Faculty & Leadership Blog / Innovative Curriculum

Blockchain Is Not Magic

Post by Douglas Antin

Wait…What’s Blockchain Again?

Ok, so maybe you or someone you know could use a brief explanation on what blockchain is again. Blockchain enables peer to peer (P2P) transactions using complex math with a lot of computing power (cryptographic functions) to remove the need for a middleman to enforce the transaction. Removing the middleman addresses counter-party risk associated with a third-party intermediary and this can potentially reduce transaction costs.

The blockchain consists of a network of people using computing power to verify that “blocks” of information shared between the network are true, i.e.: verifying that the data is consistent and has not been altered. This process creates what is called a decentralized ledger or a public account of transactions that have taken place on the blockchain. The ledger is “distributed” because there is no one person or institution in control of verifying the information that was added to the network. Instead, verifying information on the blockchain can be considered somewhat of a democratic process because, in this case, many people combine their computing power collectively to authenticate transactions. If a transaction is authenticated by a majority of the computing power on the network, it is verified meaning majority rule is the form of governance.

Each block on the chain is a grouping of information based events chained to a set of past and verifiable events. The entirety of the blockchain, therefore, contains all the transactions that have taken place on this public ledger. The chain of democratically reviewed and public history of transacted information is what makes the blockchain a “trustless” technology. In other words, you don’t need to trust an individual middleman to process or verify the transaction. You can think of blockchain like a very large and intricate game of telephone but in this version, all participants can look back and verify the messages that are sent are true.

So how is blockchain actually used? Bitcoin, the original application of blockchain, was created as a digital cash and payment system using the distributed P2P network concept.  The primary purpose of Bitcoin was for individuals who did not want to rely on financial institutions to make a transaction. Following the original Bitcoin blockchain, other experiments with public and decentralized ledgers have taken place. One blockchain technology concept worth noting was the development of the smart contract.

Smart Contracts

A smart contract is an event based agreement between two or more parties that stipulates if certain conditions are met then specific consequences will result.  Smart contracts are the software coded version of the agreement and the code provides an automatic and self-enforcing program, for example, you agree to the terms, write the code and then either you meet the terms and get the desired outcome or you do not meet the terms and get what the agreement stipulates. These contracts have the potential to reduce costs associated with the middlemen (third parties) of business exchanges.  Removal of the middlemen creates an opportunity to eliminate bank fees, escrow accounts (and their fees), check processing and all the communication and paperwork involved in complex transactions. Ultimately, reducing the costs of business creates the possibility of a more inclusive environment for disenfranchised communities left on the sidelines due to the cost of business and lack of access to strong financial institutions.


What’s Happening Now?

──────────────────────────────

= TASK BRIEF =
From the blog post on blockchain, set down everything from "Each block on" down to "sent are true.", word for word.

Location labeling records
──────────────────────────────

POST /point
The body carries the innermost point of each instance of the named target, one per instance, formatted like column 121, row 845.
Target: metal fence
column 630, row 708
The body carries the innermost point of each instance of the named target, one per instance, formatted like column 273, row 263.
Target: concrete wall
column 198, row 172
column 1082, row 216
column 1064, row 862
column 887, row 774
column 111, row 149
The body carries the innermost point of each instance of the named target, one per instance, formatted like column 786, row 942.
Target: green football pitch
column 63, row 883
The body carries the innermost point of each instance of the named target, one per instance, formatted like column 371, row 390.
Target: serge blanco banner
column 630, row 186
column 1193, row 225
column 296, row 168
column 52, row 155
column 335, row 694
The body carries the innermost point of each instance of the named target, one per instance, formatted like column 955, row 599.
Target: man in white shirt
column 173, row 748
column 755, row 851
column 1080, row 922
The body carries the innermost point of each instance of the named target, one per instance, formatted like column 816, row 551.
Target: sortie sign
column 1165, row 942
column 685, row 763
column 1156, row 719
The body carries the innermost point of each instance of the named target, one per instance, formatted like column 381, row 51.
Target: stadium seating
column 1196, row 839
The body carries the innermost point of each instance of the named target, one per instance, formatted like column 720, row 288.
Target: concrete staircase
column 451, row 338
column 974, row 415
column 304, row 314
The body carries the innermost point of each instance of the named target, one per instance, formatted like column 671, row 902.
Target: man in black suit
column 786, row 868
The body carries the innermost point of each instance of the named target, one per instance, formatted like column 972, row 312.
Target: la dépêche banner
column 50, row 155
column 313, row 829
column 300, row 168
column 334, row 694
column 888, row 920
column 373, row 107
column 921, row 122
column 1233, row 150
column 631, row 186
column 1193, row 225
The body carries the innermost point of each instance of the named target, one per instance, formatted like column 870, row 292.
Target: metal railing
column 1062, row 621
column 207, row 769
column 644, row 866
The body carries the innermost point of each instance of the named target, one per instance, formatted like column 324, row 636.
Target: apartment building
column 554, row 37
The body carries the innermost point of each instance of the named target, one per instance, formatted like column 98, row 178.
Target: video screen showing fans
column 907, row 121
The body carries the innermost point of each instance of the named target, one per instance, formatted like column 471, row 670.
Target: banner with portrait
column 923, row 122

──────────────────────────────

= RESPONSE =
Each block on the chain is a grouping of information based events chained to a set of past and verifiable events. The entirety of the blockchain, therefore, contains all the transactions that have taken place on this public ledger. The chain of democratically reviewed and public history of transacted information is what makes the blockchain a “trustless” technology. In other words, you don’t need to trust an individual middleman to process or verify the transaction. You can think of blockchain like a very large and intricate game of telephone but in this version, all participants can look back and verify the messages that are sent are true.